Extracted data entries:
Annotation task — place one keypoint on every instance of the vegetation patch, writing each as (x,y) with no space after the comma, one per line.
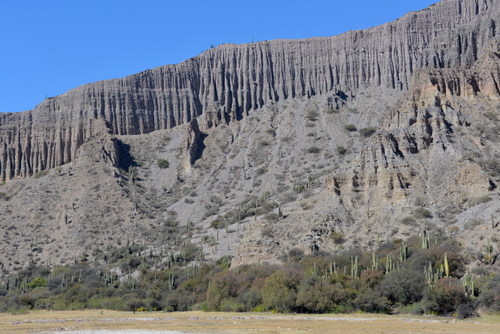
(162,163)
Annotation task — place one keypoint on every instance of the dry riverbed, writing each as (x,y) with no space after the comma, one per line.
(111,322)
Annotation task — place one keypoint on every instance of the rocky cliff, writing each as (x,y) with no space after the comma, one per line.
(228,82)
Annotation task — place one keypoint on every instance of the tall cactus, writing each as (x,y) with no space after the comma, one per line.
(426,240)
(403,252)
(446,266)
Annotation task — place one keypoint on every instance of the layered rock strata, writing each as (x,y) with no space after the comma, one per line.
(227,82)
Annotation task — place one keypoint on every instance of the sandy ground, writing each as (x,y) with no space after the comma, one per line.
(111,322)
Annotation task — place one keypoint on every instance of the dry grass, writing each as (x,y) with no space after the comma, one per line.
(238,323)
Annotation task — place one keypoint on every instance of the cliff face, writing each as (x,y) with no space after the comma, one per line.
(227,82)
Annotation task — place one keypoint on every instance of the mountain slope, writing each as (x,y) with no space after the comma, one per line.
(315,144)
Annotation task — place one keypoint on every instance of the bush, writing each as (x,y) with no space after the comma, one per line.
(445,297)
(280,291)
(465,311)
(367,132)
(350,127)
(421,213)
(341,150)
(313,150)
(370,301)
(163,163)
(337,237)
(404,287)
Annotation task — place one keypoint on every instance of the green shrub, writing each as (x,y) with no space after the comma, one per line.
(367,132)
(402,287)
(341,150)
(163,163)
(422,213)
(350,127)
(313,150)
(408,220)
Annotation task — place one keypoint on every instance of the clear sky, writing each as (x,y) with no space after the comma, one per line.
(50,46)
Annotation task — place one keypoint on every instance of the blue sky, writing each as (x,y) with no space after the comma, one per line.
(51,46)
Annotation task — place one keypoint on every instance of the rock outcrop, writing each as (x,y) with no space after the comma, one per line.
(227,82)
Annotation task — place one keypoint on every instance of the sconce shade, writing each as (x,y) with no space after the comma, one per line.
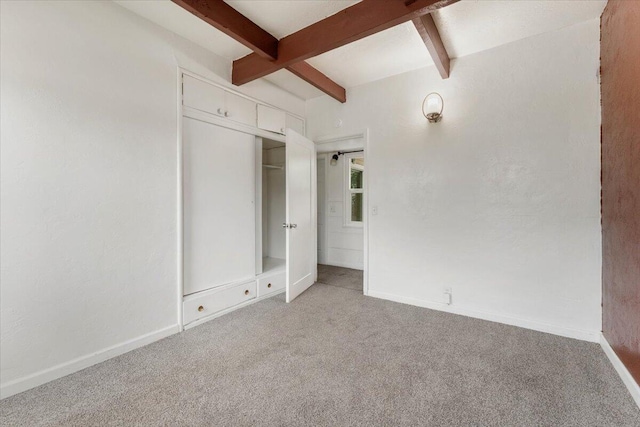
(432,107)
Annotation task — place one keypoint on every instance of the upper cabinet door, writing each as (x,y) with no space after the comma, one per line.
(271,119)
(240,109)
(295,123)
(203,96)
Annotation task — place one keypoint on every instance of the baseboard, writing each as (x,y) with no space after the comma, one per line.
(343,264)
(229,310)
(30,381)
(583,335)
(627,379)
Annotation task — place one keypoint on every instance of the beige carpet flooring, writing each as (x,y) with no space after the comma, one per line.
(340,276)
(334,357)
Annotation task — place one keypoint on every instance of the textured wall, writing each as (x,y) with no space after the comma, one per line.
(501,200)
(89,181)
(620,67)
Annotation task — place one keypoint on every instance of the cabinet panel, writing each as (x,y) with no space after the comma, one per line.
(203,96)
(295,123)
(271,283)
(271,119)
(210,302)
(239,109)
(219,206)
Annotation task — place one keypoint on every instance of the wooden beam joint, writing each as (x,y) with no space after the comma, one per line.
(431,37)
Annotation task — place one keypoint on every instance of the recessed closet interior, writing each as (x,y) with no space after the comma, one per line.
(272,239)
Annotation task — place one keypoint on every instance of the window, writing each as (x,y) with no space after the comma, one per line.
(354,202)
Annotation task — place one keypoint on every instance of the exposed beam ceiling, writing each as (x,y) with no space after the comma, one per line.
(234,24)
(231,22)
(431,37)
(353,23)
(319,80)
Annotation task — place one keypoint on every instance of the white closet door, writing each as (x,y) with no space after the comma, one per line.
(219,205)
(301,213)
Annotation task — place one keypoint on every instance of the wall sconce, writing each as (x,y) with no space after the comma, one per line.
(432,107)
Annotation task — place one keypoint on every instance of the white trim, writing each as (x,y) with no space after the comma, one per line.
(325,197)
(579,334)
(345,265)
(364,135)
(625,375)
(30,381)
(179,208)
(229,310)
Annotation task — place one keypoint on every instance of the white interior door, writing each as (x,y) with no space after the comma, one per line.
(301,213)
(219,188)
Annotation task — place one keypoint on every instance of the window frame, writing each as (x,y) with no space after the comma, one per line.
(348,191)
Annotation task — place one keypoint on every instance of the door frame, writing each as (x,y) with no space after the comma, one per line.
(324,144)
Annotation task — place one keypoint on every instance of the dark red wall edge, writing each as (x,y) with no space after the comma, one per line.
(620,87)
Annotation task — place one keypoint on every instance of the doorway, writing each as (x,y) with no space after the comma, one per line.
(342,212)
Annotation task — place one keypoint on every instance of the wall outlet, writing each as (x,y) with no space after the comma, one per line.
(448,296)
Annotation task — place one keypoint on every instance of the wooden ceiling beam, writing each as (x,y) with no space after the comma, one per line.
(234,24)
(237,26)
(429,32)
(353,23)
(309,74)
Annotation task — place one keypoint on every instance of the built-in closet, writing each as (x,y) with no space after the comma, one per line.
(237,210)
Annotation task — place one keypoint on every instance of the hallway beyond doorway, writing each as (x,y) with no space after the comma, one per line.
(339,276)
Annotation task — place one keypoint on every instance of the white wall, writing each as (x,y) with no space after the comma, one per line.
(501,200)
(341,245)
(88,195)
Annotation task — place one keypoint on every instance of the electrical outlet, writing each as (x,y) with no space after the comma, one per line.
(448,296)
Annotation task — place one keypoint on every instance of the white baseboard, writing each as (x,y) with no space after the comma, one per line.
(229,310)
(30,381)
(584,335)
(343,264)
(627,379)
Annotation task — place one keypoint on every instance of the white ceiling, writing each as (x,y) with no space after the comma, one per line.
(466,27)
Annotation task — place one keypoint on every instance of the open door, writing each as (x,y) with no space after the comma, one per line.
(300,224)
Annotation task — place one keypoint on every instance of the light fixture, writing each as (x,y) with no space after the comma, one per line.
(432,107)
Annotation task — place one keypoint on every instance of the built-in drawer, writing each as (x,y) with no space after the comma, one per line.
(212,301)
(270,283)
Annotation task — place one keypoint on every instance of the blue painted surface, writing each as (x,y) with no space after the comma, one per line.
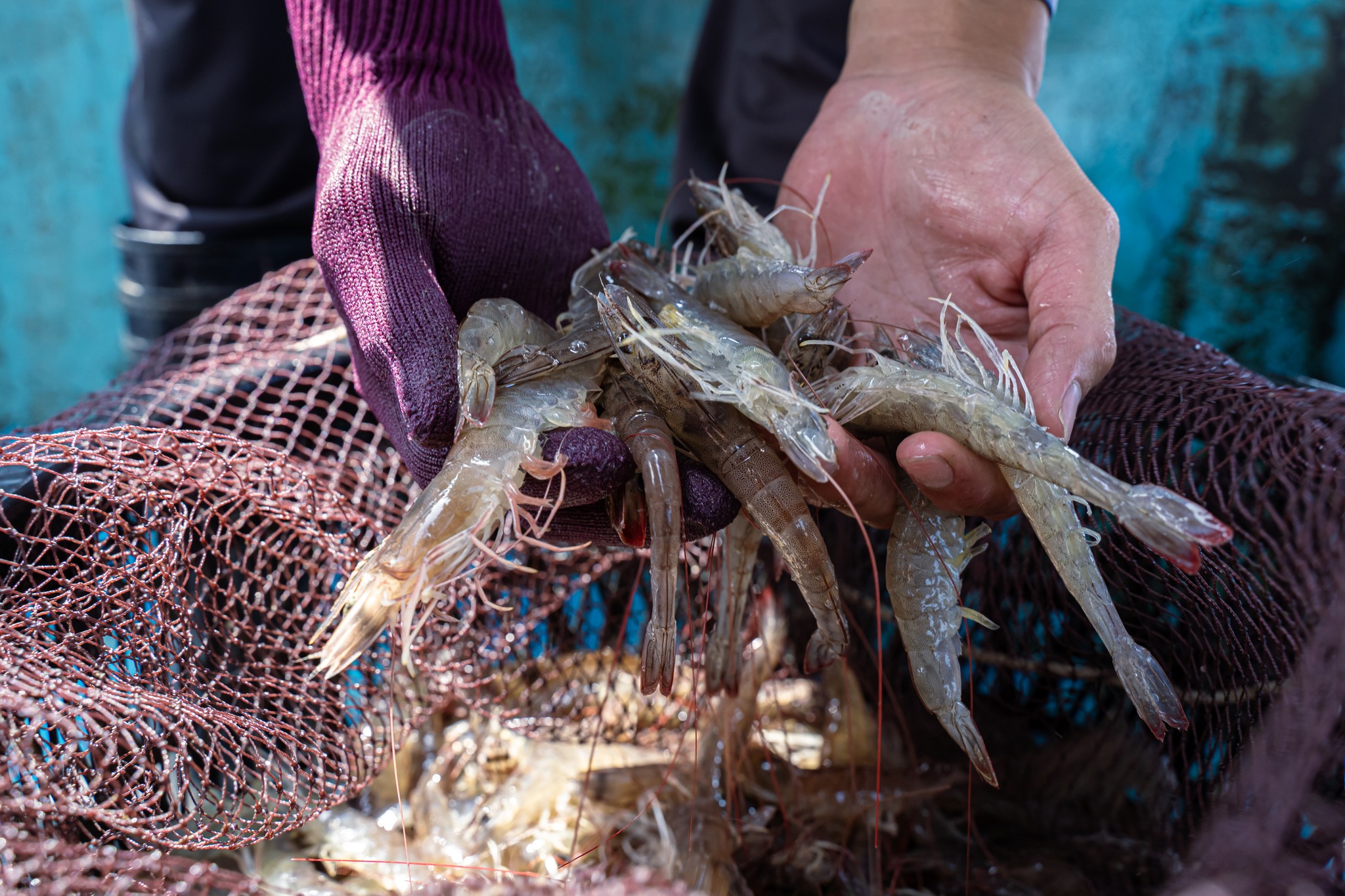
(1216,128)
(1207,123)
(64,69)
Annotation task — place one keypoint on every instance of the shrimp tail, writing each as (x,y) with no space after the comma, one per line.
(657,660)
(957,720)
(827,281)
(1149,689)
(1170,524)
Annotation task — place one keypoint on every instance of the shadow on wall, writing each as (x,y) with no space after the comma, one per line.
(1215,128)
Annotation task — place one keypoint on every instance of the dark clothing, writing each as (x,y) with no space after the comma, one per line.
(215,137)
(759,78)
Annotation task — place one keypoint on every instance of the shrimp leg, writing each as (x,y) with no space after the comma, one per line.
(726,442)
(927,553)
(645,431)
(741,542)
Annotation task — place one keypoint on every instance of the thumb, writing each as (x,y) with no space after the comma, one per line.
(1071,333)
(404,333)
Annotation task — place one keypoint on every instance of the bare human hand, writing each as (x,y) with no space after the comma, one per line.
(942,163)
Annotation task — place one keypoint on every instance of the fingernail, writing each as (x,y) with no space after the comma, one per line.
(1070,408)
(930,471)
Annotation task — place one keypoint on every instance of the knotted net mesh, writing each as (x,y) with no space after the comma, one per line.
(170,545)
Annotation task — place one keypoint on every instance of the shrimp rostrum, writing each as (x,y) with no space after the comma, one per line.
(451,522)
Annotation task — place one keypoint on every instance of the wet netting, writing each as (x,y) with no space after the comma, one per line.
(170,547)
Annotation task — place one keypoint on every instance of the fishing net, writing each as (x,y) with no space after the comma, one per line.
(170,545)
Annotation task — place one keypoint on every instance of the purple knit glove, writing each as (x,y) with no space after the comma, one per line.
(439,186)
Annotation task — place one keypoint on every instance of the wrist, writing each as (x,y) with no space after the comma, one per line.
(908,39)
(454,50)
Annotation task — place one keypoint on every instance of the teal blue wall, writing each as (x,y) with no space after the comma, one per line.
(64,68)
(1189,114)
(1216,128)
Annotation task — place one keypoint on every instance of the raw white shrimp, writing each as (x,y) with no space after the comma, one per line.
(927,553)
(491,328)
(1051,511)
(447,527)
(741,542)
(757,292)
(730,364)
(896,396)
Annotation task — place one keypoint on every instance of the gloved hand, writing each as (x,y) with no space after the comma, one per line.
(439,186)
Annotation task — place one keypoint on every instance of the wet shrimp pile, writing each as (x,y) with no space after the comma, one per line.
(659,351)
(202,694)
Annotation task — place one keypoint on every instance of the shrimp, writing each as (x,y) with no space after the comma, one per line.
(645,431)
(728,444)
(755,292)
(741,542)
(927,553)
(730,364)
(810,341)
(1051,511)
(894,396)
(445,527)
(734,223)
(530,362)
(491,328)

• AIM OF THE TASK
Write out, exactly as they appear, the lines from the one containing "of the fishing" through the last line of the records above, both included, and nothing more.

• SOLUTION TO THE EXERCISE
Annotation task — place one keypoint on every instance of the fishing net, writing each as (x,y) with no space after the comma, one per line.
(170,545)
Annotation task — place one keypoint on every instance of the purple knit glove, writing each as (x,y) with no space after the comma, one per line.
(439,186)
Annotation task — place one keypoint on every instance of the wrist, writing each as (x,y) with no space after the comma, one per line.
(908,39)
(454,50)
Annotation task — place one keypoint on every instance of the teal blue wall, writing each as (x,y) with no space after the comma, one per line.
(64,68)
(1189,114)
(1216,128)
Annotation task — place one keypoint on every instance of the raw white shrimp, writing each as (x,y) with no space after the comma, one per line.
(927,553)
(491,328)
(1051,511)
(447,527)
(741,542)
(757,292)
(730,364)
(896,396)
Annotation task — place one keypoint on every instance of the gloved hand, writing each as (x,y) with no space after the comma, one per line.
(439,186)
Annotation task — place one keypoint on every instance of the wet shrimp pile, writing each as (x,y) with no space after the comma, one per line.
(659,351)
(202,694)
Annotation task — place one keypoint on every instance of the shrimp, writing each as (x,y) with no space after the comma, one per line.
(645,431)
(728,444)
(755,292)
(741,542)
(927,553)
(730,364)
(810,341)
(1051,511)
(894,396)
(445,527)
(734,223)
(530,362)
(491,328)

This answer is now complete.